Our 18-year old female cat went missing recently. Everyone in the house began a massive search for the cat except me. I had a lot to do and I knew that if she did not want to be found, she would not be found. The question came an hour later, “What if she died?” “Then we will find her tomorrow much easier than today,” I replied. There are times I would like to take that same attitude to a really difficult rodent job, but I really enjoy finding and eliminating these pests.

What happens when the pest technician has done their best to eliminate a rodent population from your client’s property and is now frustrated and stymied? That is when the rodent experts are called in for a review. Now, I am not claiming that I am an expert. I hand that title off to someone like Bobby Corrigan, or in our own company, Don Foster. However, I am good enough to know one trick, and I take full advantage of it. The detailed, all encompassing, no-holds-barred inspection is still king in rodent work.

I usually come into the situation after there has been a fair amount of work done. I often go in alone, but it is hard to train the technician to do a good inspection if they cannot be there with me, so I have a back-up plan. As soon as I meet the technician, I ask him or her to refrain from sharing their perspective on the problem with me until after I finish my inspection. I only want facts and answers to my questions while I do the inspection. I need to draw my own conclusions based on the inspection.

My inspection consists of two parts — a review of the paperwork associated with the account, and an actual physical inspection of the location.

------------------------------------------------

#### EXERCISE TASKS:
#1 Answer these about the rodent inspection article:
(a) How old is the cat that went missing?
(b) Who in the author's own company is named as a rodent expert?
(c) What two parts make up the author's inspection?
#2 Carry the rodent inspection article forward from its final sentence.
The listing has nothing to do with the work here.

#### MATERIAL:

------------------------------------------------

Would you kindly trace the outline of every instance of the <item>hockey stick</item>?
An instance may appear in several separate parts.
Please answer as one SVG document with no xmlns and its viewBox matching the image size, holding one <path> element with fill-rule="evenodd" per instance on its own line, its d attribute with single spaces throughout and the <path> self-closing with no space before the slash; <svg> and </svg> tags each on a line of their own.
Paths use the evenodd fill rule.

------------------------------------------------

#### TASK-BY-TASK ANSWERS:
#1
(a) 18 years old.
(b) Don Foster.
(c) A review of the paperwork associated with the account, and a physical inspection of the location.

#2
DOCUMENTATION DEEP DIVE. What to do first — the documentation review or the hands-and-knees inspection? That depends on where your strengths lie. I start in the data because I am an auditor at heart. I look at data to spot trends and indicators (or clues) that tell me where to look in the physical inspection. What data is most helpful? The customer sighting log is my first stop. It tells me where the client has seen the activity, but usually only reflects a fraction of the actual sightings by the people in the facility. The site map or location list of where the traps or bait stations have been placed is vital to knowing where we have been using corrective measures. Trend reports are helpful, but most small accounts don’t actively leverage them or have them readily available, so I just work up my own trends from the service data. The service report our team leaves with the customer tells me where they have seen activity; trapped or baited; what stations had activity; what type of traps or lures are working; the sanitation, structural and environmental conditions and history of the facility; as well as many other things. Every piece of data is a clue to the rodent mystery being solved.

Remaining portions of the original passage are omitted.